## TASK
Word for word, restate every record, though not the pictures.

Dataset entries:
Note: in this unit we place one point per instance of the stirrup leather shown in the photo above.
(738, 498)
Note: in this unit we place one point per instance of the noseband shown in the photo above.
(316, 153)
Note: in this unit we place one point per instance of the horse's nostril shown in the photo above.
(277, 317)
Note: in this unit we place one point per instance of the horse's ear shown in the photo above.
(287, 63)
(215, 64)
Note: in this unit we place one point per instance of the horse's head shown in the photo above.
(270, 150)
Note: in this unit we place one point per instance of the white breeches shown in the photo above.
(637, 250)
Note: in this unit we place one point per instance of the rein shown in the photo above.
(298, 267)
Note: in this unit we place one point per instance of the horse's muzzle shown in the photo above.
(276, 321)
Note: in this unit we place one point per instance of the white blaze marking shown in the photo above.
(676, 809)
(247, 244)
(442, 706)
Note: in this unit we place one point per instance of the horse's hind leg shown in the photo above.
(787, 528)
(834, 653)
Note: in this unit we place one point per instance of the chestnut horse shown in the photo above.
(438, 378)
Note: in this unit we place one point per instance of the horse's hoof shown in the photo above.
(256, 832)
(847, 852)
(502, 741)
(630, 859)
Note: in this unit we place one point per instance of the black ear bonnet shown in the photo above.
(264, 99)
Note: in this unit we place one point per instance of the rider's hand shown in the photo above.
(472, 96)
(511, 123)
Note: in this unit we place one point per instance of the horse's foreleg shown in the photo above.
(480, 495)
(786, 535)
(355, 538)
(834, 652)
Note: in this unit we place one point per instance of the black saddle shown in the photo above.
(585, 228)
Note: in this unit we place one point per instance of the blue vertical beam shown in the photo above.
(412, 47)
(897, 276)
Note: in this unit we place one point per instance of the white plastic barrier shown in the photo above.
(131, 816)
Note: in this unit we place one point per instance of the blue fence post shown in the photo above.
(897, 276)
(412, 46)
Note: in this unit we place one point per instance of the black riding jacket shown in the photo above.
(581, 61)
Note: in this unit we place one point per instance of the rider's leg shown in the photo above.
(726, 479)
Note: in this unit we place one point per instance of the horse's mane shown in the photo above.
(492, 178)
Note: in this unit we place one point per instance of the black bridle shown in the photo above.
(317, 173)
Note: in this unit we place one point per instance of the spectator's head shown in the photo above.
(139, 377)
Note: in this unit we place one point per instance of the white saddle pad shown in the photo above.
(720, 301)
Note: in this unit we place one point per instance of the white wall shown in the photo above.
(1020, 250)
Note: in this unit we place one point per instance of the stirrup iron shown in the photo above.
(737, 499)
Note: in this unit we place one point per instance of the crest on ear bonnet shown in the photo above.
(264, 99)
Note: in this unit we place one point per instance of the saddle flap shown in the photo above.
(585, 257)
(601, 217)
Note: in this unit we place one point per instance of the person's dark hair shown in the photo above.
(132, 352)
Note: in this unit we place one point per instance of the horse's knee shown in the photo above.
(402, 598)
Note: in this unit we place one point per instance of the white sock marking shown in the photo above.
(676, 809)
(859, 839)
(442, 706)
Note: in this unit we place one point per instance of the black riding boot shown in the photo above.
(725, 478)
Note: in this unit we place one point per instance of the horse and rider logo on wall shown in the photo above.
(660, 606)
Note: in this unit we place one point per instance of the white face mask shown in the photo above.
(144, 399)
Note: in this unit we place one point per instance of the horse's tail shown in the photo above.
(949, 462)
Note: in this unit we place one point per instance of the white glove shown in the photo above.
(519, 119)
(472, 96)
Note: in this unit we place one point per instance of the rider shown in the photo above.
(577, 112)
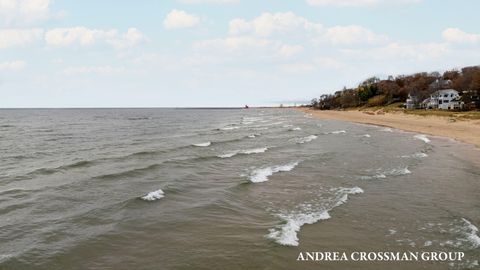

## TASK OUTPUT
Note: in this unit we place one point per instance of the stirrup leather shown in the photo above.
(738, 498)
Note: in this unit we place one point per instance of the noseband shown in the photo above.
(316, 153)
Note: in this unit we place one point per instance of the horse's nostril shown in the photo above.
(277, 317)
Note: in this unit we place one point per instance of the horse's ear shown in the photo above.
(287, 63)
(215, 64)
Note: in this unit we place one point per instance of the horse's head shown in the photo above.
(270, 150)
Note: in this unit we place one point per instance of the white breeches shown in the photo above.
(637, 250)
Note: in this unit we place one point per instance of the rein shown in the photo above.
(298, 267)
Note: in this unit we place one point per instance of the horse's muzzle shown in the photo above.
(276, 321)
Note: in this unit we place one point per instance of the white blaze marking shown in the photo above.
(676, 809)
(247, 244)
(442, 706)
Note: in this unit we place one point per instance of the horse's hind leg shown in the photo above.
(787, 528)
(834, 653)
Note: in this unit we place one point per instance of the chestnut horse shown in the photo above.
(438, 378)
Note: in this unit we place one point per instance of the horse's hoof shown in the photo above.
(256, 832)
(847, 852)
(502, 741)
(630, 859)
Note: in this unit we place one point per instance of the black ear bonnet shown in the photo above.
(264, 99)
Note: in this unit we place one point per instance of the rider's hand shown in the photo above.
(472, 96)
(511, 123)
Note: in this unit we place one point per instance of the horse's foreleg shown in the photo above.
(480, 495)
(786, 535)
(355, 538)
(834, 652)
Note: in this unit we place one point per instance of the black saddle shown in the photo above.
(585, 228)
Note: in this unit we place one point per instance of the blue vertical beam shown in the photo above.
(412, 47)
(897, 276)
Note: in this unit we place one point per instance of the white plastic barrier shown in the photo above.
(131, 816)
Note: in this unit we place one point per instance of the blue fence post shown in the photo above.
(897, 276)
(412, 46)
Note: in this unit we place one point per instance of the black riding jacket shown in the photo above.
(581, 61)
Note: in this unit we place one point per instance of the rider's leg shown in the photo above.
(726, 479)
Note: in this unit we place one point per instance of the horse's mane shown in the photo above.
(492, 178)
Note: in this unit we place one point per instance of the black bridle shown in the photo above.
(317, 173)
Note: in this unit we place one point per instance of the spectator's head shown in the photo above.
(139, 377)
Note: in this unit we place one point per instance of the white saddle pad shown in the photo above.
(720, 301)
Note: in this unit we place one point per instance of the white wall shown in the photo above.
(1020, 250)
Note: in this unit we place one point per instance of the stirrup iron shown in the photo above.
(737, 499)
Note: in this unit we place one point per instance of the crest on ear bonnet shown in the photo above.
(264, 99)
Note: in this unit we place one point per instance of the saddle flap shown in the photo above.
(585, 257)
(601, 217)
Note: in this unit we place one point per instance of the person's dark hair shown in the photo above.
(132, 352)
Note: in this unit we place one point per instance of the horse's knee shown in the photo above.
(402, 598)
Note: in this unit we place one point per instance of the white sock marking shown in the photo above.
(676, 809)
(859, 839)
(442, 706)
Note: in this unit we place one point per instance of the black riding boot shown in the photo above.
(725, 478)
Note: in this unit we place one point per instance of the horse and rider logo on wall shown in the photo above.
(660, 606)
Note: in this unit we place one point per instance of the white face mask shown in the photo above.
(144, 399)
Note: in this unit we place one point per instance of the horse's tail shown in the photo above.
(949, 462)
Note: in this unit we place one point per instance of the white glove shown in the photo above.
(519, 119)
(472, 96)
Note: in this unit we place one point per instance of the rider shown in the photo above.
(577, 112)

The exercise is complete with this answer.